Passage to read
Interactive Oligo Calculator
Paste a primer/oligo sequence and optional lab values to estimate molecular weight, GC content, melting temperature, extinction coefficient, and amount/concentration conversions.
Note: Results are estimates for standard, unmodified oligos. Modified bases, dyes, quenchers, and unusual buffer conditions require dedicated tools.
What an oligo calculator is (and why it matters)
An oligo calculator helps you quickly estimate practical values for DNA/RNA oligonucleotides: molecular weight, base composition, GC percentage, and melting temperature (Tm). If you work with PCR primers, probes, CRISPR guide scaffolds, sequencing adapters, or synthetic controls, these numbers matter every day.
Instead of flipping between notebooks, spreadsheets, and vendor PDFs, you can use one tool to answer common bench questions:
- How many nanomoles do I have if the tube contains x micrograms?
- How much mass is needed to prepare y nmol stock?
- What concentration does my A260 reading correspond to?
- Is this oligo likely to anneal in my temperature range?
How to use this calculator
1) Enter sequence
Paste your oligo in 5'→3' orientation. The calculator automatically sanitizes the input and keeps only valid nucleotide letters (A, C, G, T, U).
2) Add optional experimental inputs
- Mass (µg): Converts measured mass to nmol.
- Target nmol: Estimates required mass for that amount.
- A260 and path length: Uses Beer-Lambert with a base-sum extinction estimate.
- Volume (µL): Converts concentration into total nmol in your chosen volume.
- [Na+] (mM): Applies a simple salt correction to long-oligo Tm.
3) Click calculate
The results panel returns sequence properties and practical conversion outputs in one place, including reverse complement for quick primer checks.
What formulas are used
This page intentionally uses transparent, lightweight equations that are useful for day-to-day planning. They are not replacements for full nearest-neighbor thermodynamic software.
- Molecular weight (single-stranded estimate): base-specific sum minus 61.96.
- Extinction coefficient (base-sum approximation): ε = Σ(base count × base ε).
- Tm (short oligos): Wallace rule, 2(A+T/U) + 4(G+C).
- Tm (longer oligos): 64.9 + 41((G+C)-16.4)/N, then optional salt adjustment.
- Amount conversion: nmol = (µg × 1000) / MW.

Source data

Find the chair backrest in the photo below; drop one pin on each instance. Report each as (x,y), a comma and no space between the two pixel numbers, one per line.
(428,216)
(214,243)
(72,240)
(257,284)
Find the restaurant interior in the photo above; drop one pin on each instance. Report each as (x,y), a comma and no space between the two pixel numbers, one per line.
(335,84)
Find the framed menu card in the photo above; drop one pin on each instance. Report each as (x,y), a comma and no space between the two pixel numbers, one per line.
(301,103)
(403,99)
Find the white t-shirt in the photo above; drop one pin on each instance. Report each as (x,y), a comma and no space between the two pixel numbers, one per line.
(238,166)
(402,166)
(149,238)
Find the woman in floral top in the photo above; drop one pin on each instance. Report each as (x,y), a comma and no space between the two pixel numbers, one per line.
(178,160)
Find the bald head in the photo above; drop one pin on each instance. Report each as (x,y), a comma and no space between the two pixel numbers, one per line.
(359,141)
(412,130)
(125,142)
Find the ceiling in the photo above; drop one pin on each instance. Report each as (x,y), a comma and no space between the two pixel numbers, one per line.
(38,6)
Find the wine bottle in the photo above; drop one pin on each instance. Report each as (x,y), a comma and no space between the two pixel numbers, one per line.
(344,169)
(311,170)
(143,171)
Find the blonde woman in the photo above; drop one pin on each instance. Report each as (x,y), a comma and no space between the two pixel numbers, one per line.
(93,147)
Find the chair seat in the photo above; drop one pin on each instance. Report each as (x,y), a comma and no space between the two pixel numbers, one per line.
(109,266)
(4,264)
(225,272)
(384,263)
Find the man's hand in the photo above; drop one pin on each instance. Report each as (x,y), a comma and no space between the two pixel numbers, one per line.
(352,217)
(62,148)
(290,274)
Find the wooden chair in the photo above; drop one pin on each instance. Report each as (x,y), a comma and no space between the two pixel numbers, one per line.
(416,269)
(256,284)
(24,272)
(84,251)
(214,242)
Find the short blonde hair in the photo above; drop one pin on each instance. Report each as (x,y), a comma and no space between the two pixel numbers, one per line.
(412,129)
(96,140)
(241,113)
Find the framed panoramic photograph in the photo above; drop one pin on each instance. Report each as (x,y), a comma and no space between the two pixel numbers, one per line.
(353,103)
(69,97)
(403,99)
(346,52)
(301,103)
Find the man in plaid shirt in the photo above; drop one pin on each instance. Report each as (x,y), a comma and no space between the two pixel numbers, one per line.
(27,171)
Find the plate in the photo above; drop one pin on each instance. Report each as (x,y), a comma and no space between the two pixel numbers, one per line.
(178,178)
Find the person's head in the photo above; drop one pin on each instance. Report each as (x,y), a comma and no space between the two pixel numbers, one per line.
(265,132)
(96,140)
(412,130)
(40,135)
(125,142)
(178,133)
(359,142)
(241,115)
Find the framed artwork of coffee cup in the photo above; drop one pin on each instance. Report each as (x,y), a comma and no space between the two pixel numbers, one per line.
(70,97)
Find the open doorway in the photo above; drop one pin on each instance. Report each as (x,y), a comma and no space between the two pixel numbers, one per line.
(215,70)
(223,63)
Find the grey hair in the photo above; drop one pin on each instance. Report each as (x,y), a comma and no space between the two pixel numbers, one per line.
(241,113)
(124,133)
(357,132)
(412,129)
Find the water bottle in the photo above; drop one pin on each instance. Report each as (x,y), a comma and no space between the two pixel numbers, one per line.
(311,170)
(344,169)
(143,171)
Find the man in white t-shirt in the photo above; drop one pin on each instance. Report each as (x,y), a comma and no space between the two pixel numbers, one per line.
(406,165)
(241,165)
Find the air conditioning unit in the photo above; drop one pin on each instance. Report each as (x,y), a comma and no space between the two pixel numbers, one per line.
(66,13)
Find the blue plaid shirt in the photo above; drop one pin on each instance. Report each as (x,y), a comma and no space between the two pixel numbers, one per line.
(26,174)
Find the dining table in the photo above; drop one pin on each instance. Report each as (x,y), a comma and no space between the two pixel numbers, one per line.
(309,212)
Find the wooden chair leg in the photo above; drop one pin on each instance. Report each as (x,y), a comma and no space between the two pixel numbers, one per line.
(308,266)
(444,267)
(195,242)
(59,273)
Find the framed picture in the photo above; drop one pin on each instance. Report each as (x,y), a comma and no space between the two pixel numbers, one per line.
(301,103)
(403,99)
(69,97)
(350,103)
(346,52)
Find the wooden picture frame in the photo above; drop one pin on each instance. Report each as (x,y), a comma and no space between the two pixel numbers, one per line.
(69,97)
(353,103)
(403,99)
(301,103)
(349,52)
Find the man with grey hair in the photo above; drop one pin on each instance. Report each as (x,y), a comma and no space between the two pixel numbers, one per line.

Problem details
Continue the text about the oligo calculator, starting right after its last line, the amount conversion formula.

The answer
Interpreting Tm responsibly
Tm depends heavily on ionic conditions, oligo concentration, mismatches, and secondary structure. Two oligos with identical GC% can behave differently if one has strong self-complementarity. Use this calculator for fast first-pass screening, then validate with your assay conditions.
Practical tips before ordering primers
- Aim for balanced GC content (often 40–60% for routine PCR primers).
- Keep paired primer Tm values close to each other.
- Avoid long homopolymers and strong 3' complementarity.
- Check for hairpins and dimers in a specialized design tool.
Common mistakes this tool helps prevent
- Unit confusion: mixing up µg, ng, nmol, and µM when preparing stocks.
- Wrong sequence characters: hidden spaces, dashes, FASTA headers, or line breaks.
- Tm overconfidence: using a single estimate as if it were experimentally exact.
- Ignoring path length: A260 from microvolume instruments may not be 1 cm equivalent unless corrected.
Example workflow
Suppose you receive a lyophilized 24-mer primer and your records say 18 µg total. Enter sequence and 18 µg to estimate nmol. Then decide your desired stock concentration (for example, 100 µM), back-calculate needed volume, and prepare aliquots to reduce freeze-thaw cycles.
If you also measure A260, enter absorbance and path length to compare optical estimate versus mass-based estimate. Large discrepancies can flag contamination, quantitation errors, or transcription mistakes in sample labels.
Bottom line
A reliable oligo calculator saves time, reduces setup errors, and improves reproducibility in molecular workflows. Use it as a fast planning layer, then confirm critical experiments with assay-specific thermodynamic and structural analysis tools.